=== DATASET RECORDS ===

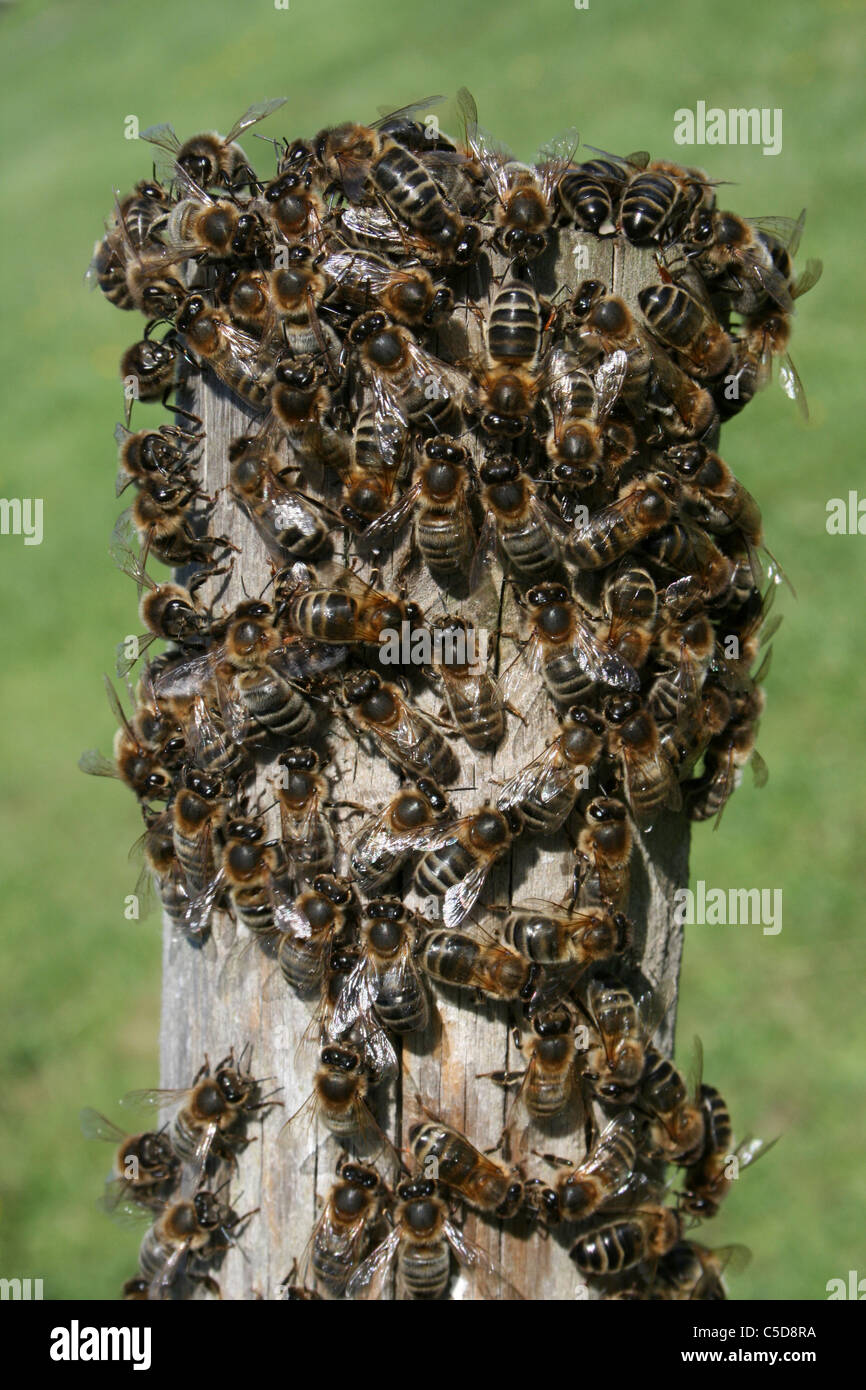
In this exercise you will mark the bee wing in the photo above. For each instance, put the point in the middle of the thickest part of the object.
(751, 1150)
(609, 380)
(462, 895)
(168, 1271)
(808, 278)
(369, 1278)
(470, 1257)
(96, 1126)
(793, 387)
(164, 136)
(786, 230)
(253, 114)
(96, 765)
(157, 1098)
(185, 679)
(555, 157)
(599, 660)
(355, 998)
(645, 770)
(541, 779)
(394, 519)
(484, 552)
(196, 918)
(439, 380)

===

§ TASK DESCRIPTION
Rewrite every line of the listing above as a numbered list, dropping blank lines and leaving out the pictures.

§ WRITTEN ANSWER
1. In this exercise you will mark the bee wing in the photo above. For each instance, put the point in the middle of the thickest part of the object.
2. (751, 1150)
3. (609, 380)
4. (462, 895)
5. (168, 1271)
6. (808, 278)
7. (369, 1278)
8. (470, 1257)
9. (96, 1126)
10. (793, 387)
11. (164, 136)
12. (786, 230)
13. (253, 114)
14. (96, 765)
15. (157, 1098)
16. (185, 679)
17. (555, 157)
18. (599, 660)
19. (355, 998)
20. (645, 770)
21. (541, 779)
22. (394, 519)
23. (484, 552)
24. (196, 918)
25. (439, 380)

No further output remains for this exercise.